Task requirements >> Filter the entries, keeping every line with the string "crocodile".

Provided material >>
↓

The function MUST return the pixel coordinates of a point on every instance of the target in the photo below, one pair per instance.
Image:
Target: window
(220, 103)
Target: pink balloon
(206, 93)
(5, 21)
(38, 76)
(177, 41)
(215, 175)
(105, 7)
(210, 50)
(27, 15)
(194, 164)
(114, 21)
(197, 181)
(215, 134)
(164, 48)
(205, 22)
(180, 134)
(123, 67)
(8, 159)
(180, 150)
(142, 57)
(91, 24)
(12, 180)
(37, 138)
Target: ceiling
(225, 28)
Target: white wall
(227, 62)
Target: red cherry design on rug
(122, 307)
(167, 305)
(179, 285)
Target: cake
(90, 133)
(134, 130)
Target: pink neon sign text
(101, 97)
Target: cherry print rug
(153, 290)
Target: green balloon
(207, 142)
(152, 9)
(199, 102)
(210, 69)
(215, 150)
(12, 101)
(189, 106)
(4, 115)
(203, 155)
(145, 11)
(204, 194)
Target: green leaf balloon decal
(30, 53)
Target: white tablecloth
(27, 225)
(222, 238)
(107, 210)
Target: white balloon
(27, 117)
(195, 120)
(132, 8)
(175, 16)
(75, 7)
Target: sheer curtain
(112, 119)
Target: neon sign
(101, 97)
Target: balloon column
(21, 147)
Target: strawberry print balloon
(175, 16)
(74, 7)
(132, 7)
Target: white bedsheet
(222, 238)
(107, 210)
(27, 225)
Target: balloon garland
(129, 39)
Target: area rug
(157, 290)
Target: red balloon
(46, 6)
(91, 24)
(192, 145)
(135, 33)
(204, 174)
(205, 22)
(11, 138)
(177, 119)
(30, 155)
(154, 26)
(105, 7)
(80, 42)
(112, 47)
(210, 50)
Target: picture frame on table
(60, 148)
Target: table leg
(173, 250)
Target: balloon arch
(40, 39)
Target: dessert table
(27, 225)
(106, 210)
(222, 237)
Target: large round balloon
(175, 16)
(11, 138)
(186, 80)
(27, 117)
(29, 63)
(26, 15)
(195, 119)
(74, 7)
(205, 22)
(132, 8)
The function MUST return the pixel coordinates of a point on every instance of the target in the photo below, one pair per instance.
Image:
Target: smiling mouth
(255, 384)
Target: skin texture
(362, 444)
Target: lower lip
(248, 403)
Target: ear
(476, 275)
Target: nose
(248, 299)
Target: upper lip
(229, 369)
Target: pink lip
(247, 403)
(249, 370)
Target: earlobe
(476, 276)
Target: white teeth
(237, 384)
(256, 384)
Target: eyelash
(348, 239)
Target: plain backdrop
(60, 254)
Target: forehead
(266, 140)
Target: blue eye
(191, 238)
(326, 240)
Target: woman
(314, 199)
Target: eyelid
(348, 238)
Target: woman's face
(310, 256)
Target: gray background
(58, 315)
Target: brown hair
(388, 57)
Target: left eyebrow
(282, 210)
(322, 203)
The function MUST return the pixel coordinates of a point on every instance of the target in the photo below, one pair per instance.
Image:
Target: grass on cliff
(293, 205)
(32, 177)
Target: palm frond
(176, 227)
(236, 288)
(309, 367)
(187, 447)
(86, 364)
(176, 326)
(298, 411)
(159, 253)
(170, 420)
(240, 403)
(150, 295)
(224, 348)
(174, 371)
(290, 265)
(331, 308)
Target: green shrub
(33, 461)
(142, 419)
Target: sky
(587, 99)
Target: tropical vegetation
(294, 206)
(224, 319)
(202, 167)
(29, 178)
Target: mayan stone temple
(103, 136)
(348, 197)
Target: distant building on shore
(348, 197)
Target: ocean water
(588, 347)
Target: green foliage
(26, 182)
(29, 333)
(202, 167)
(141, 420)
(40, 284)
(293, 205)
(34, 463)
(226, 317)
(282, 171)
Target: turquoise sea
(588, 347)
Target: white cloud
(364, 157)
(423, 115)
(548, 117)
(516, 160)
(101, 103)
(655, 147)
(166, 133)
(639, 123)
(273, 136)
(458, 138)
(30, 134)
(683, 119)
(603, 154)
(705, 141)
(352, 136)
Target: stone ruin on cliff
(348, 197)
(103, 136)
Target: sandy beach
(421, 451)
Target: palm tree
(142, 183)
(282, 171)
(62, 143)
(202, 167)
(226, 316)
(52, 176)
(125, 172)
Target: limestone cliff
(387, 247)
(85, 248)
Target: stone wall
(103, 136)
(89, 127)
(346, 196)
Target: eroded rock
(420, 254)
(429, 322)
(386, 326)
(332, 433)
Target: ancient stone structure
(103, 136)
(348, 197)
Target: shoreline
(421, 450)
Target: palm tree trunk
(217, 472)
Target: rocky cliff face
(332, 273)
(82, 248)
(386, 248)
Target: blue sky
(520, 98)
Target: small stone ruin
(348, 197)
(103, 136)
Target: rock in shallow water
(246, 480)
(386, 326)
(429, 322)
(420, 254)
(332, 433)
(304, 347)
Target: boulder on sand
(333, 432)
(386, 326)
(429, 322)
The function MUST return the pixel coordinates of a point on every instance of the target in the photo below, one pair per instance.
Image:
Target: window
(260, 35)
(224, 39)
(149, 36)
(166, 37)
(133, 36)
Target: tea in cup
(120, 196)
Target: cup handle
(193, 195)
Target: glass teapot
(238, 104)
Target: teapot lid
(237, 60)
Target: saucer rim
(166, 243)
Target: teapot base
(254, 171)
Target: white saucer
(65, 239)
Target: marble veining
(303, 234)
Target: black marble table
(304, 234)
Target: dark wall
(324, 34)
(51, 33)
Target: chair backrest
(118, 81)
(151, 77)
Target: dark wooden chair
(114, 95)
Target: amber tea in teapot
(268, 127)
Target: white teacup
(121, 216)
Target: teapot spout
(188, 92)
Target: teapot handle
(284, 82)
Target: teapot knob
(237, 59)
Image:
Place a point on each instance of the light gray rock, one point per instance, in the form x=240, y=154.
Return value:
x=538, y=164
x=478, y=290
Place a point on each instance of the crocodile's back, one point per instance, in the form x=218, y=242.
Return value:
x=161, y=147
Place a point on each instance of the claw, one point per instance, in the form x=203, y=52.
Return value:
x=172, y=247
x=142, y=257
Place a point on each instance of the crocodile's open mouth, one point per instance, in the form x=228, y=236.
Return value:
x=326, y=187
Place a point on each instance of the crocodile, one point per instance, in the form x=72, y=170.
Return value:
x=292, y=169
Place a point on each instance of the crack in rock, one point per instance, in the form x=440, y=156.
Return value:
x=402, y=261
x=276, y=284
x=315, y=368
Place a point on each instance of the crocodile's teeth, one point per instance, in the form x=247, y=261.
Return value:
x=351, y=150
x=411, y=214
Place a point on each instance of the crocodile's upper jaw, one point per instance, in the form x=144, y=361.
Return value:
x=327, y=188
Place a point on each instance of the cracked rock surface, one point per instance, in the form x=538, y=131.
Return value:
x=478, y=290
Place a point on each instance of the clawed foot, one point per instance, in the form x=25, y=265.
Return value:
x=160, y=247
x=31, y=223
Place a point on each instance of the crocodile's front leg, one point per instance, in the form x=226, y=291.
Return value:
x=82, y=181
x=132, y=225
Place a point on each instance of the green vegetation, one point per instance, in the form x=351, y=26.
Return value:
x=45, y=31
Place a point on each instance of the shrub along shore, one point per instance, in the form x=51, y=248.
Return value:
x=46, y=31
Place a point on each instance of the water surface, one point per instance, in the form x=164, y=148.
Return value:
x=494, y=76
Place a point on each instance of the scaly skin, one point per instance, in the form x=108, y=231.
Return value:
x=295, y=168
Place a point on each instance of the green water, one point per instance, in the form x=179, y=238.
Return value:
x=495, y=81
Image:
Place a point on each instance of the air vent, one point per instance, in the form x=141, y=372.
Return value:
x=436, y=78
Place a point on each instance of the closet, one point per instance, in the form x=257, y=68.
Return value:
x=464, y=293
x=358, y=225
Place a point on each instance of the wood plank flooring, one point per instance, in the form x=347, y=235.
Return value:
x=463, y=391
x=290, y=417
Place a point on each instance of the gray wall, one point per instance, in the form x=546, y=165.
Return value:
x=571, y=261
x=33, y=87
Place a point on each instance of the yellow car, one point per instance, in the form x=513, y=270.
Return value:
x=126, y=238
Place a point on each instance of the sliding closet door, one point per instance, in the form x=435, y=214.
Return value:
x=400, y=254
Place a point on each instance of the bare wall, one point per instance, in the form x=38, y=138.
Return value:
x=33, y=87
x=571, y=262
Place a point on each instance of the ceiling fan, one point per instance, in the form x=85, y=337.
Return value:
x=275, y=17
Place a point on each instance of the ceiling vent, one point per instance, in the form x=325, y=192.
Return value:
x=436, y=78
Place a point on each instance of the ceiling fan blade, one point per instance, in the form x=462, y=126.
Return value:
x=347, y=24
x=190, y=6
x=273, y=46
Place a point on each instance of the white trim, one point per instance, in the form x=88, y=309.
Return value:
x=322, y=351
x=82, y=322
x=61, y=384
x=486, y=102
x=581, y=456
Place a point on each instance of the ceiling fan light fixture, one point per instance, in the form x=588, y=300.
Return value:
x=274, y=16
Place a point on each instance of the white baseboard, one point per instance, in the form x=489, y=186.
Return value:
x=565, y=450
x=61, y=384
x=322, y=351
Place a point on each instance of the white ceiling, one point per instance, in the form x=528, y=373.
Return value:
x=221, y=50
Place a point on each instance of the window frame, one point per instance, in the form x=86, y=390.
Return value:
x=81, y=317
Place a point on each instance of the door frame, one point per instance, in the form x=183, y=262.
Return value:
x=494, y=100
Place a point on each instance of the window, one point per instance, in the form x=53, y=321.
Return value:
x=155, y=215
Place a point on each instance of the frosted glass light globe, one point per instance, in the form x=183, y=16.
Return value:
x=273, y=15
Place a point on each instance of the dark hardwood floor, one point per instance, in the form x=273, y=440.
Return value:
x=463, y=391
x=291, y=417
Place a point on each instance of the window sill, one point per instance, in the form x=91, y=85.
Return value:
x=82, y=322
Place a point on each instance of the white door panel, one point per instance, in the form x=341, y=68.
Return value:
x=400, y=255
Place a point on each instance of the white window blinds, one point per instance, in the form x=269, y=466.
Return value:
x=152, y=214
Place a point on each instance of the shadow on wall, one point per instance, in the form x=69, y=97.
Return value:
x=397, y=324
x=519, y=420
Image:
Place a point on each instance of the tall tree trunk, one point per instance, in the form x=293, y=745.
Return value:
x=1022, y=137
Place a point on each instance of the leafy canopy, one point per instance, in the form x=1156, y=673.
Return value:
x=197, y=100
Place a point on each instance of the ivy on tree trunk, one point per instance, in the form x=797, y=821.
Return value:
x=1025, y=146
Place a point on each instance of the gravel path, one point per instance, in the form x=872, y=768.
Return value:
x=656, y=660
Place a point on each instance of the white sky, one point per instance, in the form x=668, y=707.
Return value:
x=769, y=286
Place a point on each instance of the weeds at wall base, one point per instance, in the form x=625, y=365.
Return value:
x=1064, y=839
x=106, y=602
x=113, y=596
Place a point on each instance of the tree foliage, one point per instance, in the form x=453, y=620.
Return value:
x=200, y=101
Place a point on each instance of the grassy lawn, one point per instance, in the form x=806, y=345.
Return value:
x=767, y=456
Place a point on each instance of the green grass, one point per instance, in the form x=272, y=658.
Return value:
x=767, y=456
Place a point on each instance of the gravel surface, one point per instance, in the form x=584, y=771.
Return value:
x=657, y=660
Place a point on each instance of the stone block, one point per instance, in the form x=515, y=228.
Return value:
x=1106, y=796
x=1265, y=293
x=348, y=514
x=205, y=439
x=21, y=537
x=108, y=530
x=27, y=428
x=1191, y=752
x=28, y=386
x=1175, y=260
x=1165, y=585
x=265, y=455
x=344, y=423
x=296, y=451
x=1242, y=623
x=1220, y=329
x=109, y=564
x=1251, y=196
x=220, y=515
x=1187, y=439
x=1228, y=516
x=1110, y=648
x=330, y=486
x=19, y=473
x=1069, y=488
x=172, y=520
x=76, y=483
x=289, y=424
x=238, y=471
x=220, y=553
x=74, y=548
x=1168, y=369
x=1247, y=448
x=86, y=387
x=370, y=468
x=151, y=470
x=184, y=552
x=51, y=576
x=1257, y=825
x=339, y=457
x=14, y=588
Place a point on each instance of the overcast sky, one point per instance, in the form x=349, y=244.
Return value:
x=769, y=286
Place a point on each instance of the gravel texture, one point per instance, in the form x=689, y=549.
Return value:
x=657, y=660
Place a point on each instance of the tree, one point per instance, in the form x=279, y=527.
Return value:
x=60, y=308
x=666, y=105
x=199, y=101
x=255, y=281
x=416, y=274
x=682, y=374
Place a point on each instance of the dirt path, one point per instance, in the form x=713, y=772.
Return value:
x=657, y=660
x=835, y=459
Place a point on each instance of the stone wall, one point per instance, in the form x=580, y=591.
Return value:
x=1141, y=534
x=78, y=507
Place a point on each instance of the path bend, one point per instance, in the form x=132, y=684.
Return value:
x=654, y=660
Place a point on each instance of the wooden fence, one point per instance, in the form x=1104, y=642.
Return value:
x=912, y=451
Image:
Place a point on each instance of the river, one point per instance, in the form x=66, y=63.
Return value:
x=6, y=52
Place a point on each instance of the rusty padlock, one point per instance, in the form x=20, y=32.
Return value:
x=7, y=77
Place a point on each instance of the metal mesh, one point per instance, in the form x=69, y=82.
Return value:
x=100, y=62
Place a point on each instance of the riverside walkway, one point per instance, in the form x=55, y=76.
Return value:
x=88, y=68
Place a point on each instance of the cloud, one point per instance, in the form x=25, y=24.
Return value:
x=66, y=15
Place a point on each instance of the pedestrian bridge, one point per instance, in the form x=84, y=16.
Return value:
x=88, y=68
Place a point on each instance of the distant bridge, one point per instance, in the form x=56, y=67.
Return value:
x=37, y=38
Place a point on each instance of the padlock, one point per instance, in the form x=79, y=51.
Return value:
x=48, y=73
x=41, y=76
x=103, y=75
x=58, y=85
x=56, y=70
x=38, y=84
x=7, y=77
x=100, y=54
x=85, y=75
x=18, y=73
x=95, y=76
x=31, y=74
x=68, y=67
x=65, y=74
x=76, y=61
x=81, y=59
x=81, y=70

↑

Solved exercise >>
Place a point on each instance of the crocodile's back, one point per instance, in the form x=218, y=242.
Place a point on each instance of the crocodile's open mouth, one point per instance, in the form x=228, y=236.
Place a point on each instance of the crocodile, one point per instance, in the form x=72, y=170.
Place a point on each instance of the crocodile's teeth, one point per instance, in the form x=247, y=261.
Place a point on each instance of the crocodile's upper jaw, one point per instance, in the form x=144, y=361.
Place a point on each instance of the crocodile's front leg, one point per instance, in the form x=226, y=291.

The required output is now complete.